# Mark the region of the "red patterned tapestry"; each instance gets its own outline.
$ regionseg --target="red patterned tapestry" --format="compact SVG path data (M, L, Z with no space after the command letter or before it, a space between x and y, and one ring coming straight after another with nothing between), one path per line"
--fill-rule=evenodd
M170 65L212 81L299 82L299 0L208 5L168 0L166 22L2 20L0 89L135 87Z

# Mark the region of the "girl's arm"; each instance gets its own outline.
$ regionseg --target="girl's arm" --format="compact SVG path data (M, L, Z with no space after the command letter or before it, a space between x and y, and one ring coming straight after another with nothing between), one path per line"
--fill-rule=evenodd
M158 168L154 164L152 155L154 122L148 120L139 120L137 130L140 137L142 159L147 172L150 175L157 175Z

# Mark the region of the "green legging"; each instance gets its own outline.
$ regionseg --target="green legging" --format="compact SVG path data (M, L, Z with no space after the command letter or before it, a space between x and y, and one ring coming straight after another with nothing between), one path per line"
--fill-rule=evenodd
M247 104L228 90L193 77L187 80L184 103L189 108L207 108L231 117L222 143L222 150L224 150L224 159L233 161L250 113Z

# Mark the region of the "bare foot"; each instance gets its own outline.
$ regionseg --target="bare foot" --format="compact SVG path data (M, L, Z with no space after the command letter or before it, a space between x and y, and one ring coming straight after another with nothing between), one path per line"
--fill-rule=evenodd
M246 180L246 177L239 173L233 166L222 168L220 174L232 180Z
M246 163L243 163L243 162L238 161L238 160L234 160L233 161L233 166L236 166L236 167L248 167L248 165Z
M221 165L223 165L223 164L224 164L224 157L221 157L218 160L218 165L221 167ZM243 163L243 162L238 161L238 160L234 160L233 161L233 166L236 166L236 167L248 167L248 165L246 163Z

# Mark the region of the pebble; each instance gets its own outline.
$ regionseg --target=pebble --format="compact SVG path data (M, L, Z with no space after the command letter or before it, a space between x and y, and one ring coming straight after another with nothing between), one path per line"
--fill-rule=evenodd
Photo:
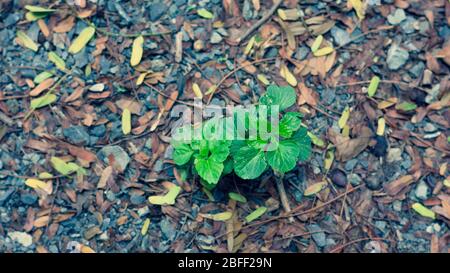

■ ■ ■

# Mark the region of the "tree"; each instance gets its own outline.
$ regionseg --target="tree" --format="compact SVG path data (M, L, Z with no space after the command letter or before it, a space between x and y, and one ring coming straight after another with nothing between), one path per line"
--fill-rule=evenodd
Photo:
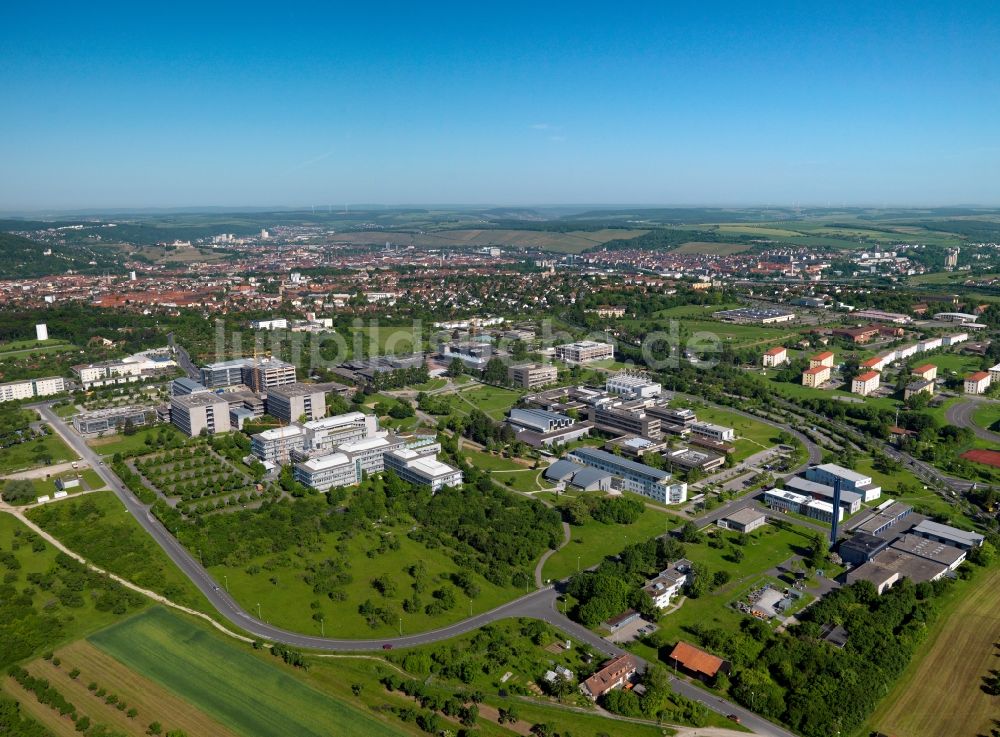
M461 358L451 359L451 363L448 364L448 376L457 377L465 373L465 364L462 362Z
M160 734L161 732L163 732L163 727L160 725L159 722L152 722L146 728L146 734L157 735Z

■ ■ ■

| EXERCISE |
Could you tally the lines of the listing above that contain the word "outline"? Give the number by itself.

| YOUR RESPONSE |
6